**Work to complete:**
Gather each line in the data below that contains the word "white".

**Source data:**
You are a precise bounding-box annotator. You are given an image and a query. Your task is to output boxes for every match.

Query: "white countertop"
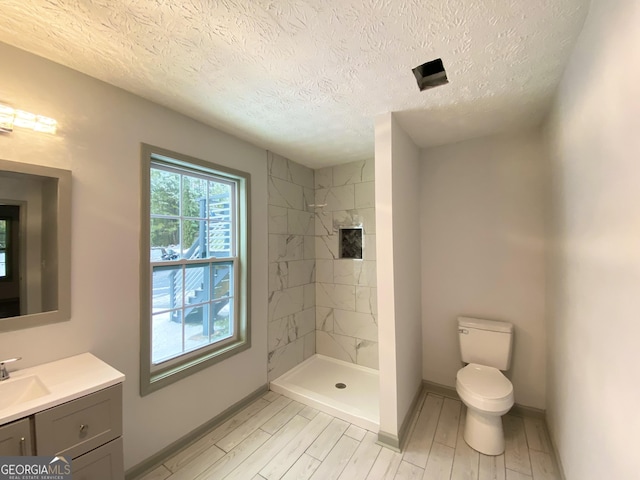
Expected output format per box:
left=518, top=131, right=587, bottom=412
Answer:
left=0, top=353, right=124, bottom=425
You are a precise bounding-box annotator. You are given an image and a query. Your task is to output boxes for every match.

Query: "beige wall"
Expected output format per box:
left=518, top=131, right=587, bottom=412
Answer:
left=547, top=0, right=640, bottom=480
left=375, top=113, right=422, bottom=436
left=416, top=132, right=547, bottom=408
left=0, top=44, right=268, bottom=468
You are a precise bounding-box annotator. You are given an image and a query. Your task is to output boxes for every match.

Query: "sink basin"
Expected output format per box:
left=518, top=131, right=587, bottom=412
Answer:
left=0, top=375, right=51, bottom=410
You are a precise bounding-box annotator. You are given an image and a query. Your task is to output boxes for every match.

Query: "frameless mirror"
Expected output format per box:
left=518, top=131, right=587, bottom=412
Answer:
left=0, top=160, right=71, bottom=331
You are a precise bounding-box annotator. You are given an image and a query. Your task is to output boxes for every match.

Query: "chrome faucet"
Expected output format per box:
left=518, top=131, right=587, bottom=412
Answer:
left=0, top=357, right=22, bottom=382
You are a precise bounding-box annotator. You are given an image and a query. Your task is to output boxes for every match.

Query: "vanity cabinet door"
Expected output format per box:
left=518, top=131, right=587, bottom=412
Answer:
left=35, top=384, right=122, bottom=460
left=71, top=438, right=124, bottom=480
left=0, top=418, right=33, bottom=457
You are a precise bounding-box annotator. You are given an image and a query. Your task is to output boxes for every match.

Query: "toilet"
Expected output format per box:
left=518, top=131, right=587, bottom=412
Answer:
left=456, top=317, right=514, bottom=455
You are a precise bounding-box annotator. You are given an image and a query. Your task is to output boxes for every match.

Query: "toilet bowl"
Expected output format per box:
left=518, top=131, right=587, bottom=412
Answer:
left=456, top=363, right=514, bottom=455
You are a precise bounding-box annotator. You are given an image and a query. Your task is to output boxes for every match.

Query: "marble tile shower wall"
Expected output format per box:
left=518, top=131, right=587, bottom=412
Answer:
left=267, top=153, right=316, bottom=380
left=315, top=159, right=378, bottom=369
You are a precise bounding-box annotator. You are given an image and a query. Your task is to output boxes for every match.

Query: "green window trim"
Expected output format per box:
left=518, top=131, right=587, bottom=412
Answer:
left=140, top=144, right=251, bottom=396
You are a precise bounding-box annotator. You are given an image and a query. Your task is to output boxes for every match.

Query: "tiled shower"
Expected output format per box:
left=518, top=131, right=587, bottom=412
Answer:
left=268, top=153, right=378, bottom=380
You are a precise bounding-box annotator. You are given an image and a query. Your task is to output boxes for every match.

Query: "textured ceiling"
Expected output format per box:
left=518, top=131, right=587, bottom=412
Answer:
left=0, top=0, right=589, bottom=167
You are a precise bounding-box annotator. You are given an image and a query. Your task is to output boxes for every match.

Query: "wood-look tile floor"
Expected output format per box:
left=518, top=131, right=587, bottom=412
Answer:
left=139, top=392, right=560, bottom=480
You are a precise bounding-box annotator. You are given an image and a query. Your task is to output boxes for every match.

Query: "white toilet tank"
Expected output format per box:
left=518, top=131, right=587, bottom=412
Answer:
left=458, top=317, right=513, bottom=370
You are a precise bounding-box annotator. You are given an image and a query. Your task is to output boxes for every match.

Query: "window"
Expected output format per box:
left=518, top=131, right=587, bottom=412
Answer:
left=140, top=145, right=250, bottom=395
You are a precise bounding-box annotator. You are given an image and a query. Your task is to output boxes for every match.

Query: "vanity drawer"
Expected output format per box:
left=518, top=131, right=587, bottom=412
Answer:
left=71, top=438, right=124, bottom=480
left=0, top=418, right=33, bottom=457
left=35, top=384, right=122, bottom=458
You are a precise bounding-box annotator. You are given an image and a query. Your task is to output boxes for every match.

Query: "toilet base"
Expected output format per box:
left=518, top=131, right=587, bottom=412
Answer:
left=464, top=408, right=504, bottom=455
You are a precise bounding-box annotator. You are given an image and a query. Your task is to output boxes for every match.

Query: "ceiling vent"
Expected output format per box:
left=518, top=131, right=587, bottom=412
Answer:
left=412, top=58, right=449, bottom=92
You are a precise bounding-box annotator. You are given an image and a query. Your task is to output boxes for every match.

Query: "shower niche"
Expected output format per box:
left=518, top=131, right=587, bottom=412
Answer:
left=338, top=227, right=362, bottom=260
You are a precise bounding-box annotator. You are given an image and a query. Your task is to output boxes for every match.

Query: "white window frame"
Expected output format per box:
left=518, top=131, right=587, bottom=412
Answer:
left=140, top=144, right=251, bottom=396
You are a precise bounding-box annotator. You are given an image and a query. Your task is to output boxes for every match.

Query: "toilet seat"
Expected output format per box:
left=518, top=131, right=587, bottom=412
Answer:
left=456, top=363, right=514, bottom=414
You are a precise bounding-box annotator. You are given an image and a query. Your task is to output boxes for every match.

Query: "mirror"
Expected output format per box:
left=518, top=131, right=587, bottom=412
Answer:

==

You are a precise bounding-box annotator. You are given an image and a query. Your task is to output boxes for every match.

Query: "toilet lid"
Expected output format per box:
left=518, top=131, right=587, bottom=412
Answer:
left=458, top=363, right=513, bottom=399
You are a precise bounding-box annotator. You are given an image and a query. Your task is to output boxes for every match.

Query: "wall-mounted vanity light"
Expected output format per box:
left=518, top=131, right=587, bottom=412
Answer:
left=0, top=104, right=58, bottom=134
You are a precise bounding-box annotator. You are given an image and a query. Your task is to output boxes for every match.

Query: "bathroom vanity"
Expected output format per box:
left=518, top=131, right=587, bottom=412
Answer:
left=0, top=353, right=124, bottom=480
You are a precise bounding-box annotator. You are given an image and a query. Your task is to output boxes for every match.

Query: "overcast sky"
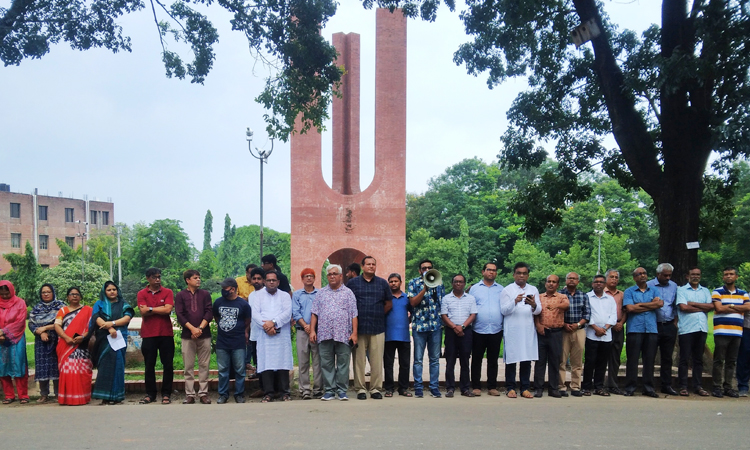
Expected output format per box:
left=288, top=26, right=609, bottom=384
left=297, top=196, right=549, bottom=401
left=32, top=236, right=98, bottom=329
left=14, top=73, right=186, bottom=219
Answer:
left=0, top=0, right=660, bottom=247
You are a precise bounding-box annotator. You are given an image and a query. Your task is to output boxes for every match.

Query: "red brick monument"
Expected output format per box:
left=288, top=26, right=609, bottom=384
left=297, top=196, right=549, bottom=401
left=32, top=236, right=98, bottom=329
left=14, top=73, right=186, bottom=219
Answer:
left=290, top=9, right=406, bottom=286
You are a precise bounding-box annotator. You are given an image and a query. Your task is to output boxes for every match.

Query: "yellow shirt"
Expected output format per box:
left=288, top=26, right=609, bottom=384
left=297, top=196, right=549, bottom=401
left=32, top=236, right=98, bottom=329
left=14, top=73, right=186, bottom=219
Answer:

**Result for this task:**
Query: "white countertop"
Query: "white toilet tank"
Query: "white window frame"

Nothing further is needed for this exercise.